__Set task__:
Move the lines from the line with "Find the copper pitcher" up to and including the line with "<point>196,63</point>" into your reply, requests included. Add 135 to both coordinates of every answer point, and leave the requests and their sample points unchanged.
Begin Rows
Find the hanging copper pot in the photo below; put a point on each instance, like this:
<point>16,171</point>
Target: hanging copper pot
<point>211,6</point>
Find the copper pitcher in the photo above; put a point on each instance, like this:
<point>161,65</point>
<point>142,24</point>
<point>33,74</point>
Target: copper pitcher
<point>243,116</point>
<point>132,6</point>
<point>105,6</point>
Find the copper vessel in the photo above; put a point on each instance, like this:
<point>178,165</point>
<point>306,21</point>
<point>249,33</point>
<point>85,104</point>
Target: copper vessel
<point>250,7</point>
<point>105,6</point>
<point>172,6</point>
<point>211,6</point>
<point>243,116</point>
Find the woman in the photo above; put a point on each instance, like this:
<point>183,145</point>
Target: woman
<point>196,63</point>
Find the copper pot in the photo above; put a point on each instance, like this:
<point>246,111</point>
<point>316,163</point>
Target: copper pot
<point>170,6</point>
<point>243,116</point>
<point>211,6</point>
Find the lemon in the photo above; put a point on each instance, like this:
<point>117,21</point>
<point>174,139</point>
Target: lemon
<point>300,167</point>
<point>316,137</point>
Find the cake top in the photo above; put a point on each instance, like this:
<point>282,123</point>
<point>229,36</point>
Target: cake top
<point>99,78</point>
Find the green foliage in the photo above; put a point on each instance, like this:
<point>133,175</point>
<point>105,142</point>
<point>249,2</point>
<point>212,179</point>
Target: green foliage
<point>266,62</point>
End Rows
__Answer to this exercise__:
Find the copper pitcher in the photo above; put a point on each instance, like this:
<point>161,65</point>
<point>142,24</point>
<point>33,74</point>
Target: copper pitcher
<point>378,251</point>
<point>267,141</point>
<point>240,141</point>
Find the copper vessel in the photo above; put a point on each instance, like this:
<point>178,165</point>
<point>306,21</point>
<point>249,33</point>
<point>85,104</point>
Target: copper vessel
<point>385,142</point>
<point>240,141</point>
<point>307,141</point>
<point>346,141</point>
<point>378,251</point>
Find the woman in the photo above; put a point on each instance, like this:
<point>183,145</point>
Target: woman
<point>331,198</point>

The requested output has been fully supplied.